Extracted text:
-*-

RE1: Basic Geology and Volumetric Analyses

Exploration Risk

Risk is the probability of an undesirable outcome, usually related to monetary loss or denial of monetary gain. Frequently, we talk in terms chance of success, or the chance that the undesirable outcome does not occur. Risk of success is 1- risk of failure, if there are only two outcomes.

All hydrocarbon deposits need sufficient organic material (also called source rock), permeable formations, closure (trapping mechanism or seal) and time to form petroleum. Exploration risk analyses may include all these factors. A final factor can be lumped into the risk of "non-commerciality." This factor can come from a host of concerns- excessive drilling cost, discovery of geologically complex or highly faulted/ compartmentalized structure or a limited market for the products (gas, volatile oil, gas condensate, tar sands, kerogen). Risk factors are normally multiplied together to calculate the exploration risk, and the expected risk weighted return for investment.

A newly discovered field that tests positive for hydrocarbons may be considered uneconomic to develop. The cash flow generated from the sale of products must be sufficient to justify the investment. Non-commercial wells are considered "dry holes" under US accounting procedures.

-*-

Excerpted records:
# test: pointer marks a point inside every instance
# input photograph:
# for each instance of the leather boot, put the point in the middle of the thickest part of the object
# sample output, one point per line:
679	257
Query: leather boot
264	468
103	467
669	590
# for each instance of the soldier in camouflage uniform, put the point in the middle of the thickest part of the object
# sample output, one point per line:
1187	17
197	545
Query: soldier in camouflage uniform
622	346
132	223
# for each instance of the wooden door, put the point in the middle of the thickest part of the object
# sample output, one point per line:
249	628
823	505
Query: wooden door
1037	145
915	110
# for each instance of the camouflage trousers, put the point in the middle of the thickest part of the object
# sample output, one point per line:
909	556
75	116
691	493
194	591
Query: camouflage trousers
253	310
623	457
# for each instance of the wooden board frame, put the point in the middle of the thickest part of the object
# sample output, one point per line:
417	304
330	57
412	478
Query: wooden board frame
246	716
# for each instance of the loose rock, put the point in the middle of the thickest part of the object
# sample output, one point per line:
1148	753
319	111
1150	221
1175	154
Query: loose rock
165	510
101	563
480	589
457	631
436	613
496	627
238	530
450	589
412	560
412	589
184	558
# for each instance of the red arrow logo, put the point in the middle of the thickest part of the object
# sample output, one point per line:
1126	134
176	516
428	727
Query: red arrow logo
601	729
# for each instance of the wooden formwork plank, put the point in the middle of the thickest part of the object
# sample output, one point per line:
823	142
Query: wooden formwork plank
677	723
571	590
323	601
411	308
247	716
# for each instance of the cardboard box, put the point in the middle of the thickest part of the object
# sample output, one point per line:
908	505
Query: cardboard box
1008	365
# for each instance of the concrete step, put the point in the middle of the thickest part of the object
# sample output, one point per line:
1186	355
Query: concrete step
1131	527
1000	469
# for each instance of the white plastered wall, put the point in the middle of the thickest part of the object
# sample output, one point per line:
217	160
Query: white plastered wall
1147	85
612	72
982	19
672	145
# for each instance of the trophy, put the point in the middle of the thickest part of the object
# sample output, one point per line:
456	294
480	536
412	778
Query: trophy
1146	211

-*-

Tasks to carry out:
a. According to the passage on exploration risk, why might a newly discovered field that tests positive for hydrocarbons still be considered uneconomic to develop? Answer in one to three sentences.
b. Carry on the passage on exploration risk from its last sentence.
The items come from a different source than the passage on exploration risk.

In response:
a. The cash flow from selling the field's products must be large enough to justify the investment, and a field that falls short of this is judged uneconomic even though it tests positive for hydrocarbons. Such non-commercial wells are treated as "dry holes" under US accounting procedures.

b.
Traps may be structural, stratigraphic or a combination of these two. Growth (also normal faults) and reverse faults can be trapping mechanisms. Salt diapir (salt intrusion or salt piercement dome) is an effective trapping mechanism formed as the salt being of lighter density protrudes through layers above it. A pinchout is a form of stratigraphic trap. Also, an unconformity (missing time sequence) or an angular unconformity (tilted section is eroded, can form a stratigraphic trap. (See Wikipedia link) Anticlines is formed when the strata have bent upwards (downwards= syncline).

Salt intrusion plugs are common in the Gulf of Mexico and other field in the world. The deposits directly above plugs can be highly faulted, making for very complex structures.

Geology and Rock Properties

Additional discussion is provided in the formation evaluation section. Geologists and engineers work jointly to map out the stratigraphy of the deposits using fence diagrams. The initial evaluation stage involves intense evaluation of all petrophysical information. Commercial deposits are almost entirely either sandstone or carbonates at least at present (oil shale has a huge potential). Often sandstones are referred to as clastics, which means pieces of pre-existing rock. This makes carbonates, non-clastics. Pretty simple. One difference is that sandstone formations have depositional histories that involve transport of both organics and the sand particles. The barrier bar, deltaic marine deposits, and alluvial channel deposits all refer to sandstone deposits involving transport. In contrast, carbonate formation developed more or less their present location. For oolitic limestone, oolites are calcareous precipitates that came from the sea water. In other cases, reefs and shoals grew and subsequently, marine life lived inside the structure ultimately becoming the organic material for hydrocarbon.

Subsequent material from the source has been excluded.